[Saved entries]

════════════════

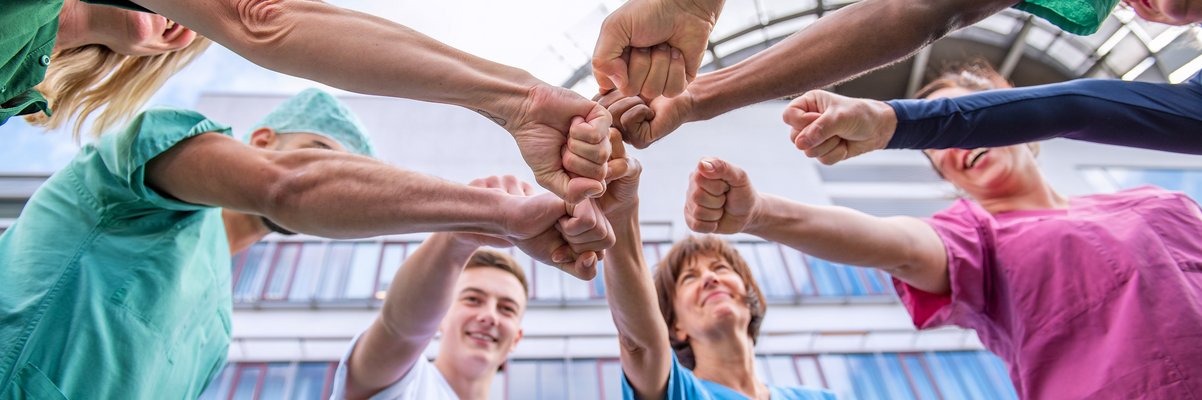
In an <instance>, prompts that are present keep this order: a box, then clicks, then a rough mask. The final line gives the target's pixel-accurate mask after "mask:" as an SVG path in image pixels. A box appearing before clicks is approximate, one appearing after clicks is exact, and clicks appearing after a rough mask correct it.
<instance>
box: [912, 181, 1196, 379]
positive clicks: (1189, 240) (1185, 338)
mask: <svg viewBox="0 0 1202 400" xmlns="http://www.w3.org/2000/svg"><path fill="white" fill-rule="evenodd" d="M927 222H928V223H929V225H930V226H932V227H933V228H935V232H936V233H938V234H939V237H940V238H941V239H942V240H944V245H945V246H946V249H947V259H948V265H947V267H948V275H950V279H951V287H952V292H951V294H946V295H940V294H932V293H928V292H923V291H920V289H917V288H914V287H911V286H909V285H906V283H904V282H901V281H898V280H895V279H894V280H893V285H894V287H897V291H898V294H899V295H900V298H901V304H903V305H905V308H906V310H909V311H910V315H911V316H912V317H914V324H915V326H916V327H918V328H921V329H924V328H932V327H938V326H959V327H964V328H970V329H975V330H976V332H977V335H978V336H980V338H981V341H982V342H983V344H984V346H986V347H987V348H988V350H989V351H992V352H994V353H995V354H998V356H999V357H1001V359H1002V360H1005V363H1006V366H1007V368H1008V370H1010V377H1011V380H1013V382H1014V389H1016V390H1017V392H1018V395H1019V396H1020V398H1023V399H1173V400H1179V399H1202V213H1200V210H1198V205H1197V203H1195V202H1194V201H1191V199H1190V198H1189V197H1186V196H1185V195H1182V193H1179V192H1170V191H1165V190H1161V189H1158V187H1150V186H1144V187H1138V189H1133V190H1129V191H1124V192H1119V193H1114V195H1095V196H1084V197H1075V198H1071V199H1070V207H1069V209H1051V210H1023V211H1011V213H1001V214H998V215H990V214H989V213H987V211H986V210H984V209H982V208H981V207H980V205H977V204H976V203H972V202H969V201H963V199H962V201H959V202H957V203H956V204H953V205H952V207H951V208H948V209H946V210H942V211H940V213H939V214H935V215H934V216H933V217H930V219H929V220H927Z"/></svg>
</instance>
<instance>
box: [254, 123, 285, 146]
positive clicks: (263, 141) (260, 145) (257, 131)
mask: <svg viewBox="0 0 1202 400" xmlns="http://www.w3.org/2000/svg"><path fill="white" fill-rule="evenodd" d="M278 141H279V136H278V135H275V131H274V130H272V129H270V127H260V129H257V130H255V132H251V133H250V145H252V147H256V148H260V149H270V148H274V147H275V142H278Z"/></svg>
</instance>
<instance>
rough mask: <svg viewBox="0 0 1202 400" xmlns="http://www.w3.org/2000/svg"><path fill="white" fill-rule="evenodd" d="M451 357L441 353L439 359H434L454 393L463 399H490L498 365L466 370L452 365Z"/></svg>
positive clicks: (486, 366) (465, 399) (468, 399)
mask: <svg viewBox="0 0 1202 400" xmlns="http://www.w3.org/2000/svg"><path fill="white" fill-rule="evenodd" d="M451 358H452V357H442V354H440V356H439V359H436V360H434V366H435V368H438V369H439V372H442V377H444V378H446V380H447V383H448V384H451V389H452V390H454V394H456V395H457V396H459V399H463V400H488V389H489V388H492V386H493V377H495V376H496V366H495V365H489V366H486V368H483V369H481V370H478V371H474V372H465V371H464V370H463V369H458V368H456V366H454V365H451Z"/></svg>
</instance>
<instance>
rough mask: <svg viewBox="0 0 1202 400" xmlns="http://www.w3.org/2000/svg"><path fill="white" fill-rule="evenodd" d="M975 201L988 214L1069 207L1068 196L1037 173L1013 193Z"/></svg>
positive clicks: (1054, 208) (1068, 199) (996, 213)
mask: <svg viewBox="0 0 1202 400" xmlns="http://www.w3.org/2000/svg"><path fill="white" fill-rule="evenodd" d="M977 203H980V204H981V208H984V210H986V211H988V213H989V214H1000V213H1006V211H1017V210H1046V209H1065V208H1069V198H1067V197H1064V196H1063V195H1060V193H1059V192H1057V191H1055V190H1054V189H1052V185H1048V184H1047V183H1046V181H1043V175H1037V177H1036V179H1035V180H1034V181H1033V183H1031V184H1030V185H1028V187H1023V189H1020V190H1018V191H1016V192H1014V193H1013V195H1008V196H998V197H994V198H984V199H977Z"/></svg>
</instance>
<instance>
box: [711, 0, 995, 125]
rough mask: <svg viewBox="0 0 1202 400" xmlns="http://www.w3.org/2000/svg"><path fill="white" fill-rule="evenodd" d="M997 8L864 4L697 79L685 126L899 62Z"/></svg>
mask: <svg viewBox="0 0 1202 400" xmlns="http://www.w3.org/2000/svg"><path fill="white" fill-rule="evenodd" d="M1006 6H1008V4H1007V2H1006V1H1005V0H1002V1H999V0H942V1H900V0H864V1H861V2H857V4H852V5H849V6H846V7H844V8H840V10H839V11H835V12H833V13H831V14H829V16H827V17H823V18H820V19H819V20H817V22H815V23H814V24H813V25H810V26H808V28H805V29H803V30H801V31H798V32H796V34H793V35H791V36H790V37H787V38H785V40H784V41H781V42H780V43H776V44H774V46H772V47H769V48H768V49H766V50H763V52H760V53H757V54H755V55H752V56H751V58H748V59H746V60H743V61H740V62H738V64H736V65H733V66H731V67H726V68H722V70H718V71H715V72H712V73H707V74H702V76H700V77H697V80H695V82H694V83H692V84H691V85H690V86H689V91H690V92H692V96H694V97H695V98H696V106H695V108H694V113H692V115H690V120H704V119H709V118H713V117H715V115H719V114H722V113H726V112H728V111H732V109H736V108H739V107H744V106H748V105H754V103H757V102H762V101H767V100H773V98H781V97H785V96H791V95H797V94H801V92H804V91H808V90H811V89H817V88H822V86H827V85H831V84H834V83H838V82H840V80H844V79H847V78H851V77H855V76H857V74H861V73H863V72H867V71H870V70H874V68H876V67H880V66H883V65H887V64H889V62H893V61H895V60H899V59H901V58H904V56H906V55H909V54H910V53H912V52H915V50H917V49H918V48H921V47H923V46H926V44H928V43H930V42H933V41H935V40H938V38H940V37H942V36H944V35H945V34H946V32H948V31H951V30H956V29H959V28H962V26H966V25H969V24H972V23H975V22H977V20H980V19H981V18H984V17H987V16H989V14H992V13H994V12H996V11H999V10H1001V8H1004V7H1006Z"/></svg>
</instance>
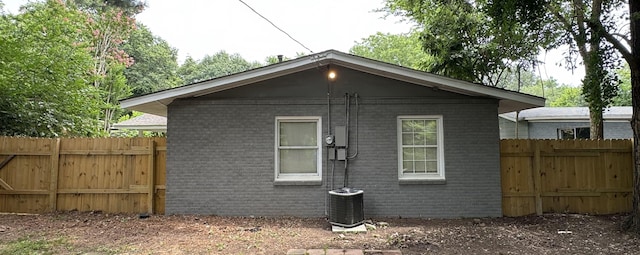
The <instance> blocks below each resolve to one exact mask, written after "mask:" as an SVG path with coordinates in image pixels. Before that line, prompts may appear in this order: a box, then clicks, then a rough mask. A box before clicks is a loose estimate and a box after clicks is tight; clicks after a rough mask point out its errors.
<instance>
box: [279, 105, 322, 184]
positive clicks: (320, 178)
mask: <svg viewBox="0 0 640 255" xmlns="http://www.w3.org/2000/svg"><path fill="white" fill-rule="evenodd" d="M321 127H322V125H321V122H320V117H276V141H275V142H276V159H275V163H276V166H275V169H276V170H275V174H276V177H275V180H276V181H321V180H322V174H321V172H322V170H321V169H322V159H321V154H322V152H321V150H320V148H322V147H321V142H322V141H321V139H320V137H321V132H322V130H321Z"/></svg>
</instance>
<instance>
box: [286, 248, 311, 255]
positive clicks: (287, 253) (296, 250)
mask: <svg viewBox="0 0 640 255" xmlns="http://www.w3.org/2000/svg"><path fill="white" fill-rule="evenodd" d="M306 254H307V250H305V249H291V250H288V251H287V255H306Z"/></svg>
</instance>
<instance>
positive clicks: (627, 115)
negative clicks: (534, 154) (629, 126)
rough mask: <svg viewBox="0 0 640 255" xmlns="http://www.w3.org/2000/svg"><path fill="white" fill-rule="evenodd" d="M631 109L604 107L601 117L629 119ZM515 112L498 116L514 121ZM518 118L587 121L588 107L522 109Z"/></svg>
mask: <svg viewBox="0 0 640 255" xmlns="http://www.w3.org/2000/svg"><path fill="white" fill-rule="evenodd" d="M632 112H633V109H632V108H631V106H612V107H609V108H606V109H604V111H603V112H602V117H603V119H605V120H630V119H631V115H632ZM515 116H516V114H515V112H508V113H504V114H500V117H502V118H505V119H508V120H510V121H515ZM518 120H519V121H520V120H526V121H569V120H573V121H589V108H588V107H540V108H535V109H528V110H523V111H521V112H520V113H518Z"/></svg>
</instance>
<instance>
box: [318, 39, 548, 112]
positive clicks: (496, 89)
mask: <svg viewBox="0 0 640 255" xmlns="http://www.w3.org/2000/svg"><path fill="white" fill-rule="evenodd" d="M330 54H331V55H330V57H329V59H331V62H335V63H336V64H340V65H342V66H345V67H349V68H352V69H355V70H358V71H362V72H367V73H371V74H374V75H380V76H384V77H388V78H392V79H396V80H401V81H405V82H409V83H413V84H419V85H422V86H427V87H435V88H437V89H442V90H446V91H451V92H455V93H459V94H464V95H469V96H489V97H494V98H498V99H507V100H513V101H518V102H521V103H525V104H529V105H531V106H532V107H536V106H544V98H541V97H537V96H531V95H526V94H522V93H518V92H513V91H508V90H501V89H497V88H492V87H488V86H485V85H479V84H473V83H470V82H466V81H460V80H456V79H452V78H448V77H444V76H439V75H434V74H429V73H425V72H422V71H417V70H413V69H410V68H404V67H400V66H395V65H391V64H387V63H382V62H378V61H374V60H368V59H365V58H360V57H353V56H348V55H345V54H342V53H337V52H331V53H330Z"/></svg>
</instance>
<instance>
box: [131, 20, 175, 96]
mask: <svg viewBox="0 0 640 255" xmlns="http://www.w3.org/2000/svg"><path fill="white" fill-rule="evenodd" d="M137 27H138V29H136V30H134V31H133V32H132V33H131V35H130V36H129V39H128V40H126V42H125V43H124V44H123V45H122V49H123V50H124V51H125V52H127V53H128V55H129V56H130V57H132V58H133V60H134V63H133V65H132V66H130V67H129V68H127V69H125V70H124V75H125V77H126V78H127V84H128V85H129V86H130V87H131V90H132V93H133V96H139V95H143V94H149V93H152V92H155V91H159V90H163V89H168V88H172V87H175V86H177V85H179V84H180V79H179V77H178V61H177V59H178V50H177V49H175V48H173V47H171V46H170V45H169V43H167V41H165V40H164V39H162V38H160V37H157V36H154V35H153V34H152V33H151V31H150V30H149V28H147V27H146V26H144V25H143V24H140V23H138V26H137Z"/></svg>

════════════════

Look through the entries above for the word "order". Copy every line where it shows up.

SOLUTION FOR THIS PROBLEM
In an <instance>, prompts that are present keep this order: a box, then clicks, then a rough mask. The final line gives the target's pixel-accurate mask after "mask:" as an SVG path in image pixels. A box appearing before clicks is approximate, one appearing after clicks is exact, and clicks appearing after a rough mask correct it.
The <instance> blocks below each resolve to one exact mask, written after "mask:" as an SVG path with coordinates in image pixels. Before that line, prompts may appear in this order: a box, then clicks, then a rough mask. A box before clicks is a loose estimate and a box after clicks is tight; clicks after a rough mask point out its errors.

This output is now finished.